# Text shown:
--*--
Setups an Ubuntu 16.04 64bit VM and runs an Azure IoT Edge node VM, with configurations provisioned from local files.
Make sure you register your IoT Edge device and place its connection string on the config.yaml file.
The box comes with sample configs and certificates for development and tests only. The certificates are obviously insecure do not use these in any public fashion.
Note
The bootstrap script uses Microsoft repositories and keys that may change in the future.
If you've found an issue and want to submit a patch open a Pull Request.
- Vagrant >= 1.9.x
- Virtualbox >= 5.x
Note
For the bare minimum iotedge service to run properly the Vagrant box requires about 1 GB RAM. Running it on more modest settings requires that the environment variable OptimizeForPerformance is set to false.
Resource limitations are automatically configured when running
vagrant upand can be changed on the Vagrantfile.
Fedora:
Add RPM Fusion repositories first.
--*--
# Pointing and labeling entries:
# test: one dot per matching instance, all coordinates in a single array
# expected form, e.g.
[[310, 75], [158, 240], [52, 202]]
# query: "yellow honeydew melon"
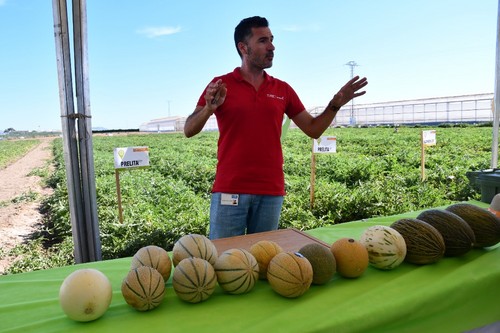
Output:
[[85, 294]]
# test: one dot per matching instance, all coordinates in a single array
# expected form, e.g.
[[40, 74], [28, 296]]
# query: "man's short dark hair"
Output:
[[243, 30]]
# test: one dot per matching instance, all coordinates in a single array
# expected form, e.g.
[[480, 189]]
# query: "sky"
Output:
[[152, 59]]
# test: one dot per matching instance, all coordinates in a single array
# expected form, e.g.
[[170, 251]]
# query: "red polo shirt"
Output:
[[250, 158]]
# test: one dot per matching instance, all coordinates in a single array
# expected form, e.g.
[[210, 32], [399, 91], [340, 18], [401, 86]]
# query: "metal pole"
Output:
[[85, 131], [496, 111], [85, 244]]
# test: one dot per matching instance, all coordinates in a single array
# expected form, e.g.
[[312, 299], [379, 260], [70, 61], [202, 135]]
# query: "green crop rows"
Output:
[[11, 150], [375, 172]]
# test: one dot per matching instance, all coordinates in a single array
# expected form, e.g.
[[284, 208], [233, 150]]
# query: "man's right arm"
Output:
[[197, 120], [215, 95]]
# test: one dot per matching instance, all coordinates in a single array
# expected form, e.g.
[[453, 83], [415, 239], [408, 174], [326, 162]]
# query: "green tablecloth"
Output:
[[453, 295]]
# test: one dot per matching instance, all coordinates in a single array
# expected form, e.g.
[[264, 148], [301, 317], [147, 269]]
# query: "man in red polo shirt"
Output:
[[249, 105]]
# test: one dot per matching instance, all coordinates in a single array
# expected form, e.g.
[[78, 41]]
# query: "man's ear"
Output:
[[242, 47]]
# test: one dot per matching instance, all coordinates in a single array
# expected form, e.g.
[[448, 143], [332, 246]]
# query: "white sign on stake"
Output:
[[325, 145], [429, 138], [131, 157]]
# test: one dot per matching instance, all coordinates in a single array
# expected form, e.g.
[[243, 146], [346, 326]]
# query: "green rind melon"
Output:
[[386, 246], [322, 262], [484, 224], [143, 288], [424, 243], [457, 234]]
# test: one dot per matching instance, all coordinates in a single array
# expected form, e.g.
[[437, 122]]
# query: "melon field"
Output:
[[375, 172]]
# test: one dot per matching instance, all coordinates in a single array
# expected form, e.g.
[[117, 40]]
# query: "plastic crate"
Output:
[[486, 181]]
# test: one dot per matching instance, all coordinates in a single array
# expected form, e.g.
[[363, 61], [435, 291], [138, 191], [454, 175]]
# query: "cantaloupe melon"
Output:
[[194, 245], [194, 280], [386, 246], [155, 257], [237, 271], [264, 251], [290, 274], [322, 262], [143, 288], [351, 257]]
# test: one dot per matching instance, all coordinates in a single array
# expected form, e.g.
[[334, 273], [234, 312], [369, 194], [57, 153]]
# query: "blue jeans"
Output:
[[253, 213]]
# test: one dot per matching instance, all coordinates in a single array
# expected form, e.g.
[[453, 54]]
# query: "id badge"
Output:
[[227, 199]]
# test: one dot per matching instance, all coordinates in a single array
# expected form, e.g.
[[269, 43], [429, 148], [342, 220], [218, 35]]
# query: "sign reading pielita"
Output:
[[131, 158]]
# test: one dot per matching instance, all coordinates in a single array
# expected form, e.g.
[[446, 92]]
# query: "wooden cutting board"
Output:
[[290, 240]]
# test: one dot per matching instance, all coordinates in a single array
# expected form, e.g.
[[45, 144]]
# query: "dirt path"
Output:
[[18, 220]]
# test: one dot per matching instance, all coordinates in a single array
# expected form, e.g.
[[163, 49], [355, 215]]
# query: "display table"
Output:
[[453, 295]]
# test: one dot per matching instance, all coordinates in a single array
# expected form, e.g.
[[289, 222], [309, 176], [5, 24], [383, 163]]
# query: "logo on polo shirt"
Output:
[[275, 97]]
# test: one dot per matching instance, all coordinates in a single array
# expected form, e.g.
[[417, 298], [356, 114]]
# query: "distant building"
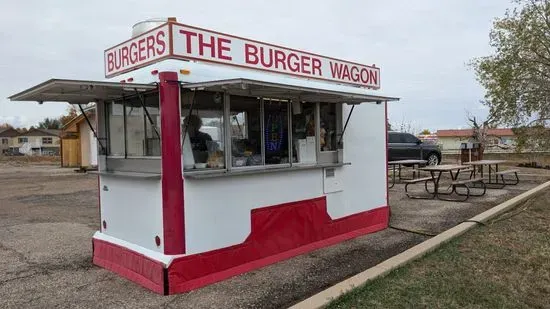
--*--
# Tasks to complete:
1. List every version number that appears in the IoT Edge Vagrant text above, along with the software each one belongs to.
2. Answer these from the IoT Edge Vagrant text:
(a) Where does the connection string of the registered IoT Edge device go?
(b) About how much RAM does the box need for the bare minimum iotedge service?
(c) What should be added first on Fedora?
3. Please carry the IoT Edge Vagrant text forward from its last line.

# Answers per task:
1.
Ubuntu 16.04
Vagrant >= 1.9.x
Virtualbox >= 5.x

2.
(a) On the config.yaml file.
(b) About 1 GB.
(c) RPM Fusion repositories.

3.
sudo dnf install vagrant
sudo dnf install virtualbox
vagrant plugin install virtualbox
Ubuntu:
sudo apt-get install vagrant
sudo apt-get install virtualbox
git clone https://github.com/azthec/iot-edge-vagrant-box
Clone this repository or you can alternatively manually download and extract the files if you don't have git installed.
git.exe clone https://github.com/azthec/iot-edge-vagrant-box
You can now start the demo configuration machine. Until you create a connection string for your Azure IoT Edge device and place it in the config.yaml the iotedge service will fail to start.
cd iot-edge-vagrant-box
vagrant up
Note
On the first 'vagrant up' the bootstrap script may fail to restart the service. You can restart it manually with by running
vagrant upagain orvagrant ssh -c "sudo systemctl restart iotedge".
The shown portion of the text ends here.